Available records start

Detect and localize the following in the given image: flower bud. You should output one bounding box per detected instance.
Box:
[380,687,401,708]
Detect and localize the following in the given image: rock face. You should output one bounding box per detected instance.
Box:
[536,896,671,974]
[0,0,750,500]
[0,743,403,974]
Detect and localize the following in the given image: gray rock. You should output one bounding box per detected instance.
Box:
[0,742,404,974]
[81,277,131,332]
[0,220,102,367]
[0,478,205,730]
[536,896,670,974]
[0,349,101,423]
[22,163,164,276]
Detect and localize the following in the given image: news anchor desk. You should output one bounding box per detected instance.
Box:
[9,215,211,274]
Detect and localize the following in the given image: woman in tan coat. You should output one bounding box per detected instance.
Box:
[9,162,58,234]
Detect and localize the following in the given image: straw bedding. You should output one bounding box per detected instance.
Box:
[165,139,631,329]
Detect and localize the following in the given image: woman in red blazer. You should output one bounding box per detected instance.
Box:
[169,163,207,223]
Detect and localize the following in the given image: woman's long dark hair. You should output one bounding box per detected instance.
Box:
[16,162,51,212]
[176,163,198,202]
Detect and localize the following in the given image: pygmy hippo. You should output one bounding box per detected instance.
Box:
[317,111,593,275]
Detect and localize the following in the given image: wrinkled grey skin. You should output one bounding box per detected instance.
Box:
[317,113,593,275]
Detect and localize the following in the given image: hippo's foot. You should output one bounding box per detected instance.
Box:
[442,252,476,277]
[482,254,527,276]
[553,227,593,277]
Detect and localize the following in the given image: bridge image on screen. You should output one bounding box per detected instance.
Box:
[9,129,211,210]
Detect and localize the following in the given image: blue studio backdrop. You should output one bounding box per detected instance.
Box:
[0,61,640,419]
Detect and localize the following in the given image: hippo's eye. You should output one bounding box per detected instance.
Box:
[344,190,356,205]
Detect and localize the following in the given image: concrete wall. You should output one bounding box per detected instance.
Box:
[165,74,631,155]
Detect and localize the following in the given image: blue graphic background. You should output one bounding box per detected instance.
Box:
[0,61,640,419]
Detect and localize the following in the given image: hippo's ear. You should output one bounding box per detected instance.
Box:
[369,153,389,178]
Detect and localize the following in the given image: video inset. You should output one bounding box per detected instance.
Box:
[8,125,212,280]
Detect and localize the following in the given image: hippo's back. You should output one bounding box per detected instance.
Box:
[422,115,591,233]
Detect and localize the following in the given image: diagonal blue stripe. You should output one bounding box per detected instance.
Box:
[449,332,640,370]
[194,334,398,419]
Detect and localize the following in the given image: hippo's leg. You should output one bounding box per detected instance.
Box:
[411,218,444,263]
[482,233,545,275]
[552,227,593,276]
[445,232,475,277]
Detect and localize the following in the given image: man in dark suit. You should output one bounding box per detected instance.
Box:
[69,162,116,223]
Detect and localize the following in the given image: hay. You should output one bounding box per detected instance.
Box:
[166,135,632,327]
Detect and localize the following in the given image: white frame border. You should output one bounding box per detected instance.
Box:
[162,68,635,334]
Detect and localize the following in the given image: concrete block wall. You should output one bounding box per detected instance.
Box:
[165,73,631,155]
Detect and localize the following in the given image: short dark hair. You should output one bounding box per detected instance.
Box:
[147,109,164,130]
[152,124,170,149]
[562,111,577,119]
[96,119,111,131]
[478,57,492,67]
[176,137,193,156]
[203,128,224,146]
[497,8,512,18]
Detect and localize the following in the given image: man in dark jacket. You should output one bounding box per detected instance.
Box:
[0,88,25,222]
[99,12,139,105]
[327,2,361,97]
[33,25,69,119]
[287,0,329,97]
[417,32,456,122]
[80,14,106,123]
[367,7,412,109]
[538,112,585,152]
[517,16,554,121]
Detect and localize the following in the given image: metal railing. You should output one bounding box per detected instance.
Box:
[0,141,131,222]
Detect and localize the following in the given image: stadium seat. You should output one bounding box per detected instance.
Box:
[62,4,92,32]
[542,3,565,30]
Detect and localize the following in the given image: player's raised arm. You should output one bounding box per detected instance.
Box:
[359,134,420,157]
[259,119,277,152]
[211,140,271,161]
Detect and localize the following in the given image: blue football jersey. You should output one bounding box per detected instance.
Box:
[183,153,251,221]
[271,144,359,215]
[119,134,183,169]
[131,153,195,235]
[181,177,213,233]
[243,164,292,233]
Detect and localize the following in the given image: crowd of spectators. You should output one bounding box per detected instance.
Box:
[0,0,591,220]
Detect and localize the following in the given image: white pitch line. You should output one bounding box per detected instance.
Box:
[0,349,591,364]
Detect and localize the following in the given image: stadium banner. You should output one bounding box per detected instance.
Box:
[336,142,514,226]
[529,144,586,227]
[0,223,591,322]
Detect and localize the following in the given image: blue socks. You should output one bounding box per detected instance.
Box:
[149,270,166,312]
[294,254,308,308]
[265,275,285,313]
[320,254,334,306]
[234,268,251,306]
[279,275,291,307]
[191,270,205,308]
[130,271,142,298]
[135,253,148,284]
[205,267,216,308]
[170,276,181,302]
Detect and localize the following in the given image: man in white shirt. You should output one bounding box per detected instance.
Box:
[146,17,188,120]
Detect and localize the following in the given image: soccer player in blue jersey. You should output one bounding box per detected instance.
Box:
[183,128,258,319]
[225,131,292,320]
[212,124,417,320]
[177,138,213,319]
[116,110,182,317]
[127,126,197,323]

Available records end

**Task requirements:** Extract, word for word, each line of the listing above.

**Response:**
Detect and localize the following in the given image: flower bud. You should output one bounding box per detected instance.
Box:
[380,687,401,708]
Detect and localize the following in the given image: rock face. You should output one bounding box per detected instance.
Box:
[536,896,671,974]
[0,0,750,500]
[0,743,403,974]
Detect and localize the following in the given image: gray rock. You should output one bounding box per detected instance.
Box:
[0,742,404,974]
[81,277,131,332]
[0,220,102,367]
[0,478,205,730]
[536,896,670,974]
[0,349,101,423]
[22,163,164,276]
Detect and localize the following in the given image: news anchor desk. You should output one bounding box per detected instance.
Box:
[9,215,211,274]
Detect and localize the following in the given image: woman in tan coat. You should output one bounding box per detected instance.
Box:
[9,162,58,234]
Detect and localize the following in the given image: straw bedding. You should output one bounding box per detected instance.
Box:
[165,139,631,329]
Detect and localize the following in the given image: woman in red blazer. You should output one bounding box per detected instance.
Box:
[169,163,207,223]
Detect and localize the following in the given image: woman's long dark hair. You should output one bounding box per detected instance.
Box:
[16,162,51,212]
[176,163,198,202]
Detect and localize the following in the given image: pygmy hippo. You should output one bounding box per detected instance.
Box:
[317,111,593,275]
Detect and localize the following in the given image: wrinkled grey skin. You should output one bounding box per detected instance.
Box:
[317,113,593,275]
Detect and localize the following in the given image: hippo's foot. You should output one bounding box per detected instance.
Box:
[442,252,476,277]
[482,254,527,276]
[553,227,593,277]
Detect and localize the following in the given image: bridge image on screen. You should output one bounding box per detected instance.
Box:
[9,129,211,210]
Detect and localize the following in the given image: blue studio backdrop. You should output one bounding box per detected instance.
Box:
[0,61,640,419]
Detect and localize the following in the given image: hippo's eye. You should output one bounding box per detected instance.
Box:
[344,190,356,205]
Detect and localize the following in the given image: concrete wall. You should output one bounding box per detected instance.
Box:
[165,74,631,155]
Detect and localize the following in the given image: blue graphic background. You should output one bounding box per detected instance.
Box:
[0,61,640,419]
Detect and localize the following in the given image: hippo's ear. You should output one bounding box per detected instance.
Box:
[369,153,389,178]
Detect and localize the following in the given image: video inset. You should output one bounding box per detected instance.
Box:
[8,125,212,280]
Detect and localize the following in the given image: hippo's back. You should output one bounding box per detected instance.
Box:
[422,115,591,233]
Detect and localize the following in the given image: diagonal blue stripe. You should output one bounding box per detected instance.
Box:
[449,332,640,370]
[194,334,398,419]
Detect and localize the following in the given image: hippo's leg. You should output one bounding box per detected instance.
Box:
[411,218,444,263]
[482,233,545,275]
[552,227,593,276]
[445,232,475,277]
Detect and localize the following in the given image: man in dark suit. You should output one bounding box per detected instance.
Box:
[69,162,116,223]
Detect and localize the following in the given image: hay. You should output one bounding box per detected instance.
Box:
[166,135,632,327]
Detect and localize the following in the given image: white frame border. You should output one bounding box per detected instance.
Box:
[162,68,635,334]
Detect and localize the following in the given image: concrete block wall. You should output one bounding box per detected instance.
Box:
[165,73,631,155]
Detect and localize the following in the given image: short dark hair. You should output one bounding box per detected instance.
Box:
[147,109,164,130]
[152,124,170,149]
[562,111,577,119]
[96,119,111,131]
[478,57,492,67]
[176,137,193,156]
[203,128,224,146]
[497,8,512,18]
Detect and localize the following in the given image: man in dark jacket. You should output one bounding box per detected instance.
Box:
[0,88,25,222]
[99,12,139,105]
[327,2,361,97]
[33,25,69,119]
[287,0,329,97]
[417,32,456,122]
[80,14,106,123]
[367,7,412,109]
[538,112,585,152]
[517,16,554,121]
Detect and localize the following in the given image: metal railing. You should output one bounding box per detected instance.
Box:
[0,141,131,222]
Detect and localize the following in the given image: stadium seat. You should output one bounding box per detected instance.
Box:
[62,4,92,32]
[542,3,565,30]
Detect and localize the following in the given image: player's raised arm. You should output one bounding box per detected instance.
Box:
[359,134,420,157]
[259,119,277,152]
[211,140,271,161]
Detect and localize the following in the given image: blue football jersey. You should output one bounding box per detected instance.
Box:
[183,153,251,221]
[271,144,359,215]
[119,134,183,169]
[131,153,195,235]
[181,177,213,233]
[243,164,292,233]
Detect and localize the following in the given image: crowd of spectators. You should output one bounding box per detected instance.
Box:
[0,0,591,220]
Detect and localize the following in the given image: white pitch line. You should output one bounding box per detected instance.
Box:
[0,349,591,364]
Detect and localize the following in the given image: stadium banner. You should output one bounding box per detected instance.
Box:
[336,142,514,226]
[529,144,586,227]
[0,223,591,322]
Detect and localize the following in the given image: blue socks. You should output one bounding box per detected instance.
Box:
[149,270,166,312]
[294,254,308,308]
[265,275,285,313]
[320,254,334,306]
[234,268,251,306]
[279,275,291,307]
[191,270,205,308]
[130,271,142,298]
[135,253,148,284]
[205,267,216,308]
[170,276,181,302]
Detect and localize the following in the given image: man in white shirt. You should output one bounding box per detected instance.
Box:
[146,17,188,120]
Detect and localize the following in the given image: soccer player in blue jersey. You should output one bounding box per detected instance.
Box:
[183,128,258,319]
[225,131,292,320]
[212,124,417,320]
[177,138,213,319]
[116,110,182,317]
[127,126,197,323]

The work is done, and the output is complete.